(Study questions):
a: In the post about real butter, how long ago did the writer come from Germany?
b: Reproduce the butter post word for word, starting with "I have a source" and going on through "package is promising!".

(Extracted text):
[Start of section]

I find this discussion really interesting, because I think that the majority of you is actually NOT using REAL butter.
I have a source for real butter, it is very expensive, made by some Amish farmers and sold in a specialty store 20 miles from where I live. Once in a while I am getting myself that luxury, but I can't afford it often. It is over $4 for a piece.
The national branded "Real Butter" pictured in the OP is not what it pretends to be. I once was involved in a study about this, and so I know it is "made with real butter". I have forgotten the percentage of how much butter actually must be in that product to be called "Real Butter". There is actually legal legislation about things like that!
Products do NOT need to be what the package is promising!
Example:
"pure olive oil" must legally contain 49% Olive Oil in the EU, but in the USA it only needs to have 25% olive oil. The rest oils they won't tell you! Obviously, the simpler buyer will go by the name and think "pure olive oil" is what it sounds like, but no, he is being fooled.
I came from Germany 10 years ago, I have all my life used butter to cook and bake, so I knew how butter reacts in use. For example, I know how butter looks like when melted.
When you take a stick of store-bought (regular) butter and melt that here, it will look and taste completely different. There is a lot of water and who knows what else in it.
So, this talk about "Real Butter" is a bot off the wind, because most of you will not likely have easy access to real (natural) butter.
Of course., margarine is a toxic product, but I tend to believe that this industrial butter is nothing else than a kind of margarine! What now?

[End of section]

(Study material):

[Start of section]

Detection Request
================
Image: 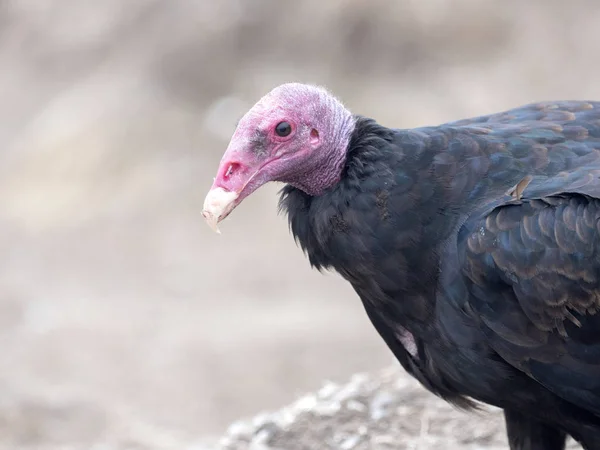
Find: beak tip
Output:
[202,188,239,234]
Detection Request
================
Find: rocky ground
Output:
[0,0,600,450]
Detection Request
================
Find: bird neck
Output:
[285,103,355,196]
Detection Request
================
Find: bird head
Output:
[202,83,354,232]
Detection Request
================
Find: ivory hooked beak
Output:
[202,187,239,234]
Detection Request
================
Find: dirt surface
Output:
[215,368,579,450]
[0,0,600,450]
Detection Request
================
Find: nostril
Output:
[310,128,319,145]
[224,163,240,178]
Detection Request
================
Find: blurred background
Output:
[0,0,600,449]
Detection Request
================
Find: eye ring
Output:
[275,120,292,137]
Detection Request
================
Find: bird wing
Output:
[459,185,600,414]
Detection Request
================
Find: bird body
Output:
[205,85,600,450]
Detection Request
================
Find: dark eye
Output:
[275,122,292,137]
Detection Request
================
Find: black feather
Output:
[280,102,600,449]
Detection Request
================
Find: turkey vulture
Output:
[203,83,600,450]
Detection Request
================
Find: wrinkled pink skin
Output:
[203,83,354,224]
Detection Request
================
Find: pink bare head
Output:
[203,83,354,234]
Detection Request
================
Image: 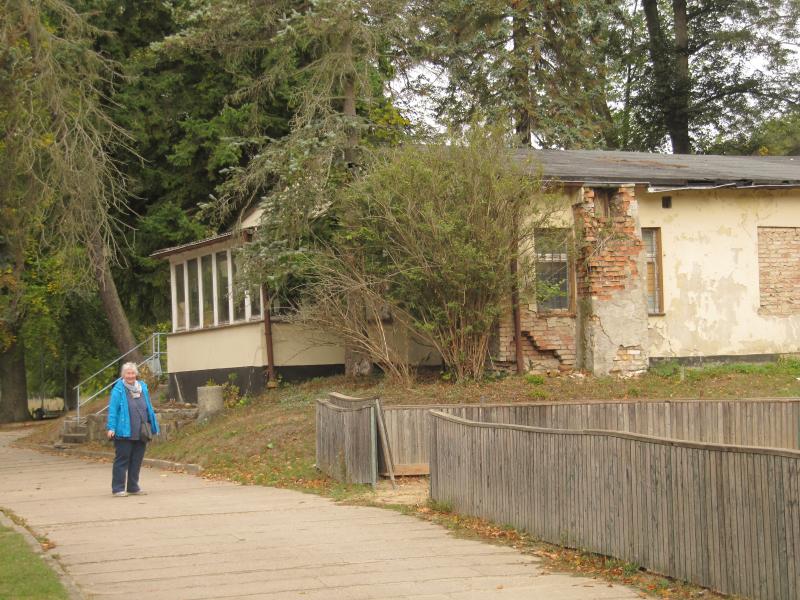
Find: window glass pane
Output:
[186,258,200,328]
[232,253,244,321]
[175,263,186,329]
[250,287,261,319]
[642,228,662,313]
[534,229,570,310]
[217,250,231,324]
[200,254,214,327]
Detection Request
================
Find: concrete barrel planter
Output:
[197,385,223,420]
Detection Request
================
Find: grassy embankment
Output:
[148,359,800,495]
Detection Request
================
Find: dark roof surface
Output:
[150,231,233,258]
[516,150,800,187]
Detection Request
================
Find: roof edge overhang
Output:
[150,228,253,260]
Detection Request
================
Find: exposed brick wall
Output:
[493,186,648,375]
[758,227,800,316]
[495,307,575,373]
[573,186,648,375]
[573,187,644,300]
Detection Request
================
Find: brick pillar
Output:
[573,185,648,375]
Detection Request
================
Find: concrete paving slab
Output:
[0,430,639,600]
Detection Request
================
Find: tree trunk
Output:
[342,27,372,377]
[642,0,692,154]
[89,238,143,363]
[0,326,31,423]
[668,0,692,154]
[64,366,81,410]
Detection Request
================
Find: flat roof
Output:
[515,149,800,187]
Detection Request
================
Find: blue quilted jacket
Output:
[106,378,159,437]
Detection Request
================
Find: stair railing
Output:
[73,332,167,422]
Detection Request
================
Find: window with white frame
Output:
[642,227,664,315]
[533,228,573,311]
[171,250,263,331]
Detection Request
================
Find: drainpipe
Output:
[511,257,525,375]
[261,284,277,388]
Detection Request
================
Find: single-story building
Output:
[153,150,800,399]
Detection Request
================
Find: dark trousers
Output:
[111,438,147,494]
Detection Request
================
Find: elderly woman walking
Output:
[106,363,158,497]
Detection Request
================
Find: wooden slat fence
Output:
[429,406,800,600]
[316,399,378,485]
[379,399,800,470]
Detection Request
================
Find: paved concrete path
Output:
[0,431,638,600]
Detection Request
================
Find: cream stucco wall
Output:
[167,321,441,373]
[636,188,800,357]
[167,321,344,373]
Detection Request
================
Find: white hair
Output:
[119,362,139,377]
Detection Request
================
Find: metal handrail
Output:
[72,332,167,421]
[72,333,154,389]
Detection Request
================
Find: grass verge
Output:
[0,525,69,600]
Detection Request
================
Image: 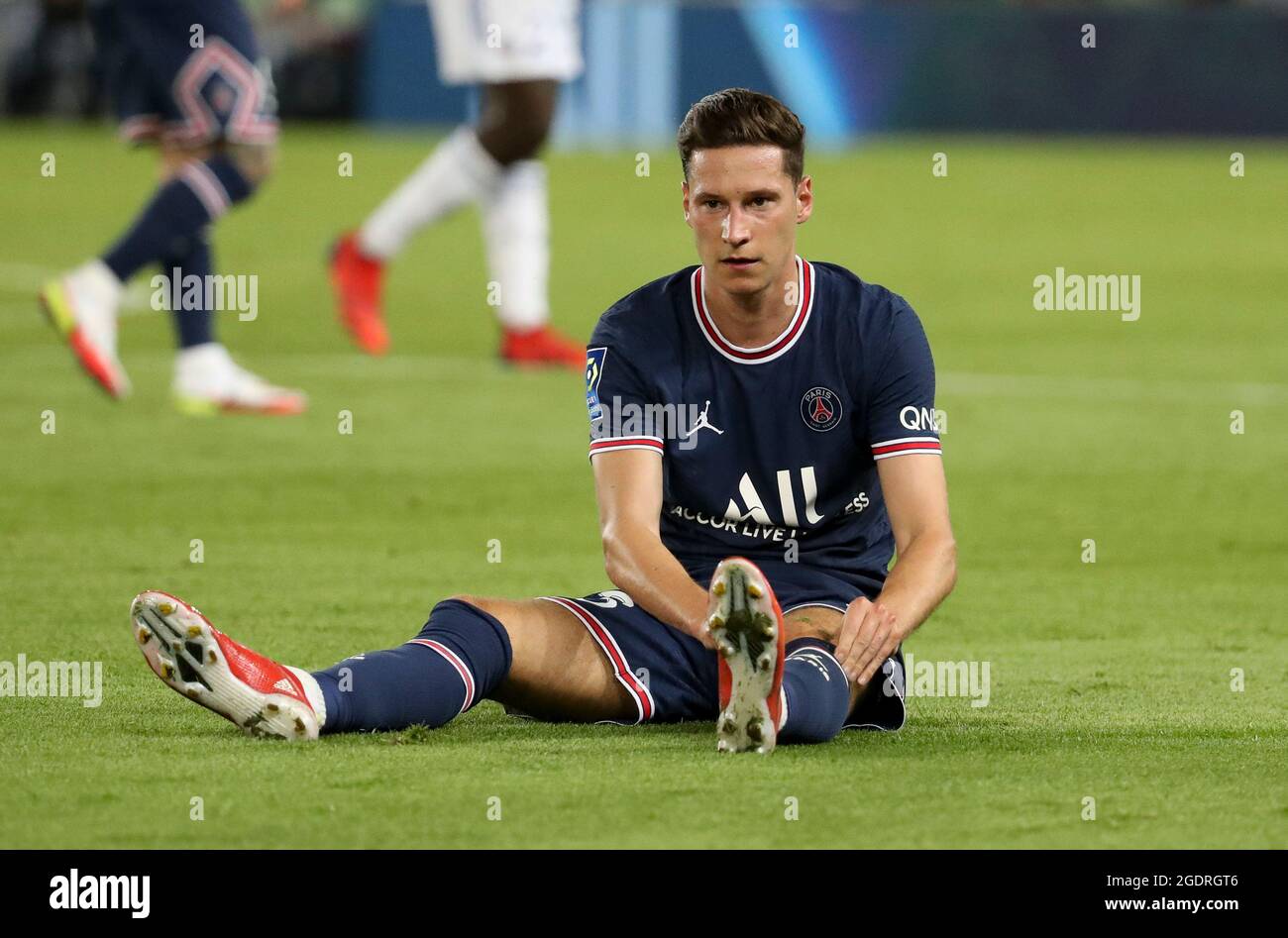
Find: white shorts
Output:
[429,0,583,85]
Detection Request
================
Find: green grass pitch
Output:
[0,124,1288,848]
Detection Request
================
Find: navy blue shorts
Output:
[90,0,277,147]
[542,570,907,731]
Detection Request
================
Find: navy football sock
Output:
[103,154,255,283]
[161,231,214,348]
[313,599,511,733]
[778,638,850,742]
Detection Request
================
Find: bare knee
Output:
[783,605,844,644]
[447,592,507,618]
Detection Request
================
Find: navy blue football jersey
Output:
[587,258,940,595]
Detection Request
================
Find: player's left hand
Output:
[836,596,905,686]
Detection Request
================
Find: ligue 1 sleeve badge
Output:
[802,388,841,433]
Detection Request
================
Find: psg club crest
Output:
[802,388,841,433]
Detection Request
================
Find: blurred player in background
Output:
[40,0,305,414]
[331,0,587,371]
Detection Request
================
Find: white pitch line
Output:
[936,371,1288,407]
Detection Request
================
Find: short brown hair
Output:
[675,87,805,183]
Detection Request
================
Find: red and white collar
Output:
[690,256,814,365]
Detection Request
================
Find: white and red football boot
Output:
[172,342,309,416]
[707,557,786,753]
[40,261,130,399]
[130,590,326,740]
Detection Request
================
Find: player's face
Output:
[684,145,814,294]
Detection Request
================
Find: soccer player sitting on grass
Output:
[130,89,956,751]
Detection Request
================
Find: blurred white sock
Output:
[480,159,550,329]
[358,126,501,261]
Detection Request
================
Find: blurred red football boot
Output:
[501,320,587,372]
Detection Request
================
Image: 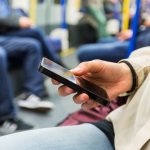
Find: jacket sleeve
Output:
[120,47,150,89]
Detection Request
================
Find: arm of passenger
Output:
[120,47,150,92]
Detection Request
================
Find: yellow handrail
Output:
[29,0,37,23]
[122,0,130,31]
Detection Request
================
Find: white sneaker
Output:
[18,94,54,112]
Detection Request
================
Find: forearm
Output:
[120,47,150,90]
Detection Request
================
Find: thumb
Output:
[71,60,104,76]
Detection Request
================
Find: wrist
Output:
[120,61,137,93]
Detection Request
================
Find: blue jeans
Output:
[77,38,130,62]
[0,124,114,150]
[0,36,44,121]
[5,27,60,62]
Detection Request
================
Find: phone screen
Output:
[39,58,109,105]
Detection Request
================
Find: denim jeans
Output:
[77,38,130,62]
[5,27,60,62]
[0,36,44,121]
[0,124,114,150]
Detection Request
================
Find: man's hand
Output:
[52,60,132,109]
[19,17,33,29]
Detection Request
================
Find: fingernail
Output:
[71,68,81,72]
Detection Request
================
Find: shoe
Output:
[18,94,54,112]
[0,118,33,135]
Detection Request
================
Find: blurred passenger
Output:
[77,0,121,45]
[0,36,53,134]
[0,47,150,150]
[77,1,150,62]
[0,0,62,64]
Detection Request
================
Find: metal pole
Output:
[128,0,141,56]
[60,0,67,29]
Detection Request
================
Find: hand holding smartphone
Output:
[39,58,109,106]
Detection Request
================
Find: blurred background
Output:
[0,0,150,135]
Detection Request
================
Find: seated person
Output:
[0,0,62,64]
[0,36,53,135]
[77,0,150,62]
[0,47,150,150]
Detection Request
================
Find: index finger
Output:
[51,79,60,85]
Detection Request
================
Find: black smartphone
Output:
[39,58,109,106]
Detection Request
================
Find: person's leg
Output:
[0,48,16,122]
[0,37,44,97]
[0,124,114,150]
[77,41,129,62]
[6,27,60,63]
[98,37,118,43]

[End of section]

(Solutions to each task):
a: 10 years ago.

b:
I have a source for real butter, it is very expensive, made by some Amish farmers and sold in a specialty store 20 miles from where I live. Once in a while I am getting myself that luxury, but I can't afford it often. It is over $4 for a piece.
The national branded "Real Butter" pictured in the OP is not what it pretends to be. I once was involved in a study about this, and so I know it is "made with real butter". I have forgotten the percentage of how much butter actually must be in that product to be called "Real Butter". There is actually legal legislation about things like that!
Products do NOT need to be what the package is promising!